→ **PASSAGE TO READ**
How to Get Kids Started With Snowshoeing

Studies have shown that kids who are regularly exposed to nature and the outdoors are smarter, more cooperative and healthier overall. It’s easy to spend plenty of time outside in the summer, but what about the blustery, short days of winter? Time to snowshoe! It’s is a fun, safe and inexpensive activity that families (and dogs!) can enjoy all winter long.

Snowshoeing Gear for Kids

Like any other sport, outfitting your child with proper fitting gear will increase the likelihood of safety, retention and an enjoyable experience. It’s key to give your little snow bunny a fair shot at grasping this new sport the with a pair of kid’s snowshoes. Snowshoes that are too big will be heavy and cumbersome, thereby tiring the child out too quickly. With a small price tag ($30-$80) compared to adult snowshoes ($100-$250), the investment is worth it.  A child or tween can use the same size snowshoes for 4-5 years.

What to Wear

Kids should be kept comfortable and warm while snowshoeing. They tend to heat up fairly quickly and sweat once they start moving around outside, so it’s important to avoid overdressing.

→ **WRITTEN INSTRUCTION 1**
Revise the snowshoeing article starting at "Studies have shown" and ending at "all winter long.", changing "summer" to "spring".

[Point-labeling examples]

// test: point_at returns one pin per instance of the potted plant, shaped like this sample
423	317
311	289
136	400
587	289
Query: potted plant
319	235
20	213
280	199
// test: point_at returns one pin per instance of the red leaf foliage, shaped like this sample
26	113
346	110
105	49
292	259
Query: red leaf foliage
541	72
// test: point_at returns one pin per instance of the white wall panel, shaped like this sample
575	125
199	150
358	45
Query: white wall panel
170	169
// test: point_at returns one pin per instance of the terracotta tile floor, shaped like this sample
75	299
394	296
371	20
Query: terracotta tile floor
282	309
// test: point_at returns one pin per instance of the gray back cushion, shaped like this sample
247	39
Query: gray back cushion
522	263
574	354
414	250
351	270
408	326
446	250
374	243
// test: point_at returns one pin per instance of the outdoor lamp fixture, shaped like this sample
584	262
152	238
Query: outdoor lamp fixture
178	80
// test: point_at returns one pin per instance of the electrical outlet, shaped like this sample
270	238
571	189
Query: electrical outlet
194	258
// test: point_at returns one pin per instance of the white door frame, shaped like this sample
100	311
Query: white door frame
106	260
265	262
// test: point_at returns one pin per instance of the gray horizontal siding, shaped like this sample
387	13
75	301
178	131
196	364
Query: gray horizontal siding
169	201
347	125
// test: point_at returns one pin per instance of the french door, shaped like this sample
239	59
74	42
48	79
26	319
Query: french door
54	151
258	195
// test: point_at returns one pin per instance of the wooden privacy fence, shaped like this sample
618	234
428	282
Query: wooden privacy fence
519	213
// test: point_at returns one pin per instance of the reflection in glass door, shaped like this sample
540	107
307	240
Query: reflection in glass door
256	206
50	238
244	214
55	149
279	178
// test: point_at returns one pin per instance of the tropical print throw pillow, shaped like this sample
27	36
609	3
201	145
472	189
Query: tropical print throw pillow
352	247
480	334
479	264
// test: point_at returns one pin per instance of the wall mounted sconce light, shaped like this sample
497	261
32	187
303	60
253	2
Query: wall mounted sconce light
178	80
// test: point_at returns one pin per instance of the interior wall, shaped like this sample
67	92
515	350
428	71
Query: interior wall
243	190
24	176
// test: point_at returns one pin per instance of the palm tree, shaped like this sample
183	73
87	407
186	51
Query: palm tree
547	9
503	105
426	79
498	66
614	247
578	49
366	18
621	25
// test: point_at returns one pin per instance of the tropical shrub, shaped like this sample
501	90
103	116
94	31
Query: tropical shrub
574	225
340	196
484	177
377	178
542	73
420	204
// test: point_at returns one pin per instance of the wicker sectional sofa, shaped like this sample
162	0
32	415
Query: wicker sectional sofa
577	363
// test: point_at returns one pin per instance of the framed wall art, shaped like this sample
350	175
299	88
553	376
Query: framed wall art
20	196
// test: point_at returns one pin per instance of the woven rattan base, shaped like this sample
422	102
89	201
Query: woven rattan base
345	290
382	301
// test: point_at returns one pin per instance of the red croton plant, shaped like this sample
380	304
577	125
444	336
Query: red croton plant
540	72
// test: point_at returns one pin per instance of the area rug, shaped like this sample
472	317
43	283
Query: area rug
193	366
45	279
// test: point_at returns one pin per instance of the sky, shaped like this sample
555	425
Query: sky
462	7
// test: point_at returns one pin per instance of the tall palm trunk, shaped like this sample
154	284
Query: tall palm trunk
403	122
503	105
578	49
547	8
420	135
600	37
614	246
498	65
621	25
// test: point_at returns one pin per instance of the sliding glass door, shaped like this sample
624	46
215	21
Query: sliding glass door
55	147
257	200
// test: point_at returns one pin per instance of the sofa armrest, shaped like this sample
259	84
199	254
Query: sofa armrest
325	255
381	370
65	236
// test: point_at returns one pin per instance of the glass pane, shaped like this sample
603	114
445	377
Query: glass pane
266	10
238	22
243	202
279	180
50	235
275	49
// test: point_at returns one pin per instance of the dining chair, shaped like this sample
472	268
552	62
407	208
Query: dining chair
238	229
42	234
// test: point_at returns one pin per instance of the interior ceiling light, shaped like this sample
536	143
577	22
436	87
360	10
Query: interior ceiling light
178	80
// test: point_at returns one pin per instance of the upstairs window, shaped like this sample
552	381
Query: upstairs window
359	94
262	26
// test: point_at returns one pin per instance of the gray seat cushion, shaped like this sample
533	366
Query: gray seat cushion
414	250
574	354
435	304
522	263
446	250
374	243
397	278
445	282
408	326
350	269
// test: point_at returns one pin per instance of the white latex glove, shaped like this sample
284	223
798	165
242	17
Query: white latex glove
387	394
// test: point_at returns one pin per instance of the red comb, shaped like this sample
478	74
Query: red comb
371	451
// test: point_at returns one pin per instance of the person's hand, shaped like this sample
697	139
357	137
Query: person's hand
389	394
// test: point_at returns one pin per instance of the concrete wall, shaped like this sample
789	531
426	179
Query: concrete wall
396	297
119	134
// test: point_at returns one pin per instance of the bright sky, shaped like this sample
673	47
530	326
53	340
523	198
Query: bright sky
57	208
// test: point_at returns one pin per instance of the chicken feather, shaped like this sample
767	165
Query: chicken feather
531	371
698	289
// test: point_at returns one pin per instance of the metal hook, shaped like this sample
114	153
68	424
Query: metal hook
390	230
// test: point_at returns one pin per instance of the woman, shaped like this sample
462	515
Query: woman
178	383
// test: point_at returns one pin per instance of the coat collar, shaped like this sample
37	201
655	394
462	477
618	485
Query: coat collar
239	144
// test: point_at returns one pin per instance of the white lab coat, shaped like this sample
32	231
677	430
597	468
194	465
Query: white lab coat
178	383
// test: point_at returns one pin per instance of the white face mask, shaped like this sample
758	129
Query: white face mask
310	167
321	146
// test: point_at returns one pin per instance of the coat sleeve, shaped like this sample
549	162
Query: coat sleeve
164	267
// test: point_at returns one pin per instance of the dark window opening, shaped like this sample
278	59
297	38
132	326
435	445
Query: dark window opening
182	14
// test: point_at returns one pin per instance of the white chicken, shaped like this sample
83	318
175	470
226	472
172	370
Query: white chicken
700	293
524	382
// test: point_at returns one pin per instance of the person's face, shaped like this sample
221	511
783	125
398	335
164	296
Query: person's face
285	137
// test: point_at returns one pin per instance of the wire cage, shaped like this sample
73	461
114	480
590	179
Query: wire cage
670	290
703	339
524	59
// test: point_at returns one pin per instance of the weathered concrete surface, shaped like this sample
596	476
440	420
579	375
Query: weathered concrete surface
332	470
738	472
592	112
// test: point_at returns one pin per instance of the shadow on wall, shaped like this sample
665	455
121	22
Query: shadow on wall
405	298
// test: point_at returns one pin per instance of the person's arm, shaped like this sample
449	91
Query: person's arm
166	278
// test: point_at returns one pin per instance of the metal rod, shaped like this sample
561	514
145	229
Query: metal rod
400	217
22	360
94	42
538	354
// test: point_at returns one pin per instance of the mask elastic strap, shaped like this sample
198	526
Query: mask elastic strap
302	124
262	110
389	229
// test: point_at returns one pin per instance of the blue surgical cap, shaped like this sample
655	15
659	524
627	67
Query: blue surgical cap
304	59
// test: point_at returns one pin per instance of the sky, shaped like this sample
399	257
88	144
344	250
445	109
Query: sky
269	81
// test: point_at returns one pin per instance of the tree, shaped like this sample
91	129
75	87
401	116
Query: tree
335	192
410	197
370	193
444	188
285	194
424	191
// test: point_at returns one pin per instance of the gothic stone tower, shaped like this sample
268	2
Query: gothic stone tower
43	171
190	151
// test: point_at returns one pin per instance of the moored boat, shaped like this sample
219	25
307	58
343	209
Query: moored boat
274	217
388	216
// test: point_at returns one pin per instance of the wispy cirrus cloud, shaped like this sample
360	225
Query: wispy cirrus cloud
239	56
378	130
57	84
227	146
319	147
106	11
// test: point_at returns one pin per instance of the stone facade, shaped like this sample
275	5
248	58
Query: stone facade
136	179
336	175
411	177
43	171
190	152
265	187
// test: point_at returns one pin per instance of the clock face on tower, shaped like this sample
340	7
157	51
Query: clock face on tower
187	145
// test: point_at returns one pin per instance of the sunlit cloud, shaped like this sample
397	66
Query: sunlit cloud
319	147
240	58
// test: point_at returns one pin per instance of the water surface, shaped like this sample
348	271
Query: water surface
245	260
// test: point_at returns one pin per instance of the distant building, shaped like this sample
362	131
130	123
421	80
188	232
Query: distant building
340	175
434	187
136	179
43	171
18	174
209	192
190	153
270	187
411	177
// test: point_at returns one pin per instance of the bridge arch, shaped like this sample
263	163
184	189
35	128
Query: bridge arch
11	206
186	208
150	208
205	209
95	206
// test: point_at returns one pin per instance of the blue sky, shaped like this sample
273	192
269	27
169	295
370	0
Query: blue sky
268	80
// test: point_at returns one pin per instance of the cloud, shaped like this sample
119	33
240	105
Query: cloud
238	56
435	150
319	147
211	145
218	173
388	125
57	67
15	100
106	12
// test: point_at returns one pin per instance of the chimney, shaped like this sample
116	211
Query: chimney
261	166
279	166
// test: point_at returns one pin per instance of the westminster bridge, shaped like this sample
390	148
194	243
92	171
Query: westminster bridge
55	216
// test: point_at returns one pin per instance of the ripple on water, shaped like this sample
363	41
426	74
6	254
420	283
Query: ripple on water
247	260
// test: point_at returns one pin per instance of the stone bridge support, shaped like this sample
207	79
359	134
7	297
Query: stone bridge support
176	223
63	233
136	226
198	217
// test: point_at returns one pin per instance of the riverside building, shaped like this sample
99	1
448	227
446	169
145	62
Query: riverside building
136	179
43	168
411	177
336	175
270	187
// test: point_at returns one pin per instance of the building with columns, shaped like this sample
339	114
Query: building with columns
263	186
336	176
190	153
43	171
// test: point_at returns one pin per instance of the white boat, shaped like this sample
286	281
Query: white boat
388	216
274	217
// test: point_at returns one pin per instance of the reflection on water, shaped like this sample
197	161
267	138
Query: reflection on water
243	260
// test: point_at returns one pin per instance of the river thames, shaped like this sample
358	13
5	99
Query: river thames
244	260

→ **WRITTEN INSTRUCTION 2**
Gather each line of the listing that contains the string "gothic".

→ **PROBLEM SOLUTION 1**
Studies have shown that kids who are regularly exposed to nature and the outdoors are smarter, more cooperative and healthier overall. It’s easy to spend plenty of time outside in the spring, but what about the blustery, short days of winter? Time to snowshoe! It’s is a fun, safe and inexpensive activity that families (and dogs!) can enjoy all winter long.

→ **PROBLEM SOLUTION 2**
// test: point_at returns one pin per instance of the gothic stone tower, shaped like this sample
Query: gothic stone tower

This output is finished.